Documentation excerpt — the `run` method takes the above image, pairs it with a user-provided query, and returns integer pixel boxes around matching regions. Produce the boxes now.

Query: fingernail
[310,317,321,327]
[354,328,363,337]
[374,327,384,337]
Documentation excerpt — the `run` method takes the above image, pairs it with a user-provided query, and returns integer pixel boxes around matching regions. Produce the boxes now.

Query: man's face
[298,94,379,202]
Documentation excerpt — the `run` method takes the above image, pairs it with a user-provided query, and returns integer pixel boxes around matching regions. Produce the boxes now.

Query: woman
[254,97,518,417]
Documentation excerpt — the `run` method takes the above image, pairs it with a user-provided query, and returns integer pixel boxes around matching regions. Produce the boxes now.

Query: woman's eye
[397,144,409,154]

__EXERCISE INSTRUCTIONS__. Every line of the listing, first to last, should be retyped exactly.

__SOLUTION__.
Documentation excerpt — the `run` method takes the above image, pairs it with a user-provided query, and returns integer pixel boxes around matching regions. Produce the boxes now.

Query: fingernail
[310,317,321,327]
[354,328,363,337]
[374,327,384,337]
Documentation excerpt — the `run` method takes the above image, pairs it with a user-provided query, and returns integer pixel boxes around matching regions. Produce the boxes now.

Query: man's face
[298,94,379,202]
Documentation excerpt — the `run` method takes the above image, pairs it with a user-provided query, and returns integer pixel boxes around matching regions. Produce the boxes now.

Query: woman
[254,97,518,417]
Documentation excerpt — the `run` method takes the above image, pairs it with a user-provided query, and returns integer pixel boxes around matching regions. Produce the boxes now.

Query: woman's eye
[397,144,409,154]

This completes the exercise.